- **Texto**:
====

A ética dos valores
O que são valores morais? Todo mundo fala, mas ninguém sabe ao
certo. Uma dica: quando você ouvir alguém falando muito de valores
isso, valores aquilo, cuidado! Ele vai bater sua carteira (excluí o
"ela" aqui porque não acho que as mulheres costumam ser tão
criminosas como os homens, e, quando o são, o dano moral é
sempre maior para elas). Outro papo comum hoje sobre o tema
valores é: "Ninguém hoje tem mais valores". O interessante dessa
ladainha é que, ao mesmo tempo, quem lamenta a morte dos valores
é o mesmo que acha que tudo deve ser novo e dissociado do passado.
Valores só existem quando existem condutas bem marcadas por
expectativas sociais que herdamos para além de nossa vontade. Essa
moçada pensa que valores são coisas que você escolhe como um
desodorante ou uma banda de música.
Quando se fala em valores morais se quer dizer coisas
como honestidade, fidelidade, sinceridade, trabalho, liberdade,
coisas assim. A filosofia moral começa a falar em valores a partir do
século XIX, no sentido de marcas positivas de comportamento que se
somariam ao convívio humano ou tornariam a vida menos sofrida.
Valores morais são cultivados por uma sociedade ou uma tradição ao
longo do tempo. Pode-se dizer, por exemplo, que a caridade é um
valor cristão, porque os cristãos e seus textos sagrados a valorizam
como comportamento positivo. Ao contrário, a usura não seria um
valor cristão, porque seria desvalorizada ou valorizada de modo
negativo pelos cristãos e seus textos sagrados.

====

- **Listagem apresentada**:
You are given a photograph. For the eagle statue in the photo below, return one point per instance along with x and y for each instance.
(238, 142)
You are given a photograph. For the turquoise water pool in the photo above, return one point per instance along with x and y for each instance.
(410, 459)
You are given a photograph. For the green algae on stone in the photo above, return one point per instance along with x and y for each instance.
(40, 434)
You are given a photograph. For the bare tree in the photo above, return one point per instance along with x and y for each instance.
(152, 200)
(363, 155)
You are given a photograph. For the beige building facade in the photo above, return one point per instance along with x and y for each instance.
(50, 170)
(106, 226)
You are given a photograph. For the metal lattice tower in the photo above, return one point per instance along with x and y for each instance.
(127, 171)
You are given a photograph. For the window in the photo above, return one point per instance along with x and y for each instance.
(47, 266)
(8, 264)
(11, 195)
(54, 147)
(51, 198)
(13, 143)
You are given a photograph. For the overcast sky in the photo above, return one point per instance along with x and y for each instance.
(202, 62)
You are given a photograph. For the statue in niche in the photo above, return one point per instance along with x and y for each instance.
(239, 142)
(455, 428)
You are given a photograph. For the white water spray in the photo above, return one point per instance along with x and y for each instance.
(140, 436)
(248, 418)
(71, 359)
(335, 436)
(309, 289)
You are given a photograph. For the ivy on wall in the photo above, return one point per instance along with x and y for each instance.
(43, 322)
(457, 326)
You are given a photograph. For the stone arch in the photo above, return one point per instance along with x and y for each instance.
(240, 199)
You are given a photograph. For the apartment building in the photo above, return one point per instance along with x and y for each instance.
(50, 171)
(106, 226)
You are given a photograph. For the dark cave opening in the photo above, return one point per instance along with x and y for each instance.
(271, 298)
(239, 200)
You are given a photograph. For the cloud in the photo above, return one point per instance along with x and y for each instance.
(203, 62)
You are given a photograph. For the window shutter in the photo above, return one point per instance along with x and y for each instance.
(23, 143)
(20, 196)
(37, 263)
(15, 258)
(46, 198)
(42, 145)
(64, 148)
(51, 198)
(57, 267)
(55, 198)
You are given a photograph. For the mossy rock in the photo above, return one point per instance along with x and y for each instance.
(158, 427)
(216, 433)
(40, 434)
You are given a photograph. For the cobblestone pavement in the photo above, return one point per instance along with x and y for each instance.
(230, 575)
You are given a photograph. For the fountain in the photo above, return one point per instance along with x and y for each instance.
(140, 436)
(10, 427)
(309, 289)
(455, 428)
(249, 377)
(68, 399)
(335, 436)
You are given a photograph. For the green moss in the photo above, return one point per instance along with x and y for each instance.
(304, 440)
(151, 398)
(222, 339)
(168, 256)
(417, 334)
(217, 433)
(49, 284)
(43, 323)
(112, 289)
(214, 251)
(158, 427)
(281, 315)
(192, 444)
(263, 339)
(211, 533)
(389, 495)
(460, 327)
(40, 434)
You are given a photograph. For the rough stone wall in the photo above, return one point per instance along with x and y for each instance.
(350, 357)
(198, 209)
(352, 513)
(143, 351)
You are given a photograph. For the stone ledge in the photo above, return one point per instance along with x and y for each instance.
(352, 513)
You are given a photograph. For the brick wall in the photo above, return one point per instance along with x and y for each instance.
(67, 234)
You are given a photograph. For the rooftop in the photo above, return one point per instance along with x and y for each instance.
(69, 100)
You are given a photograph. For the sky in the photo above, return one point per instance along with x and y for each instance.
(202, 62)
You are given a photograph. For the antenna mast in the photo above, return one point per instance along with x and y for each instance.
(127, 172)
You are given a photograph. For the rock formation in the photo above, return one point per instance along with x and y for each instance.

====

- **Enunciado A**:
Reescreva o trecho do texto sobre a ética dos valores que vai de "Quando se fala" até "vida menos sofrida.", inclusive. Troque "honestidade" por "integridade".
- **Enunciado B**:
Dê continuidade ao texto sobre a ética dos valores, redigindo a parte que viria logo depois da última frase apresentada.

- **Resultado A**:
Quando se fala em valores morais se quer dizer coisas
como integridade, fidelidade, sinceridade, trabalho, liberdade,
coisas assim. A filosofia moral começa a falar em valores a partir do
século XIX, no sentido de marcas positivas de comportamento que se
somariam ao convívio humano ou tornariam a vida menos sofrida.

- **Resultado B**:
O filósofo que mais falou desses valores foi o próprio
Nietzsche, para dizer que eram uma criação dos fracos para controlar
os fortes, porque estes eram fonte de valor para si mesmos. Isso
significa que esse homem nietzschiano, o super-homem, não precisa
de marcas de comportamento exteriores a ele, e que essas marcas
sejam criadas pela sociedade para controlá-lo. Para o romântico
alemão, a força, a coragem, a espontaneidade são valores que brotam
da força interna do homem ou da mulher, que são superiores. Essa
força interna é a vontade de potência de que tanto fala Nietzsche.
No mundo contemporâneo, a herança nietzschiana,
principalmente de corte francês, em filósofos como Gilles Deleuze e
Michel Foucault, e o caráter relativo dos valores ficaram expostos, e,
portanto, sua validade é relativa a tempo e espaço específicos. Se
formos para trás um pouco no tempo, e chegarmos ao século XVII,
em filósofos como Blaise Pascal, ou no XVI, em Michel de
Montaigne, ambos carregados de teor cético em seus argumentos, ou
mais atrás ainda, e formos aos últimos séculos da era pré-cristã na
Grécia, e ouvirmos as vozes dos sofistas e céticos, veremos que
todos eles, apesar de não usarem a expressão valores, sempre foram
relativistas. Pascal chega a afirmar que, se o nariz de Cleópatra fosse
outro, a história do mundo seria outra. Logo, os valores seriam
outros.
O problema da ética dos valores é que ela é, no fundo, uma
ética que pressupõe tradições históricas que se impõem às pessoas
que nelas vivem. A modernidade, e seu ódio à ideia de tradição e
permanência no tempo, anseia por valores, mas é arredia à própria
ideia de valores morais, porque os considera opressores. A paixão
pelo novo, traço brega da modernidade, a impede que valorize
qualquer noção de passado, e os valores, para funcionar, precisam
estar ancorados numa experiência de perenidade.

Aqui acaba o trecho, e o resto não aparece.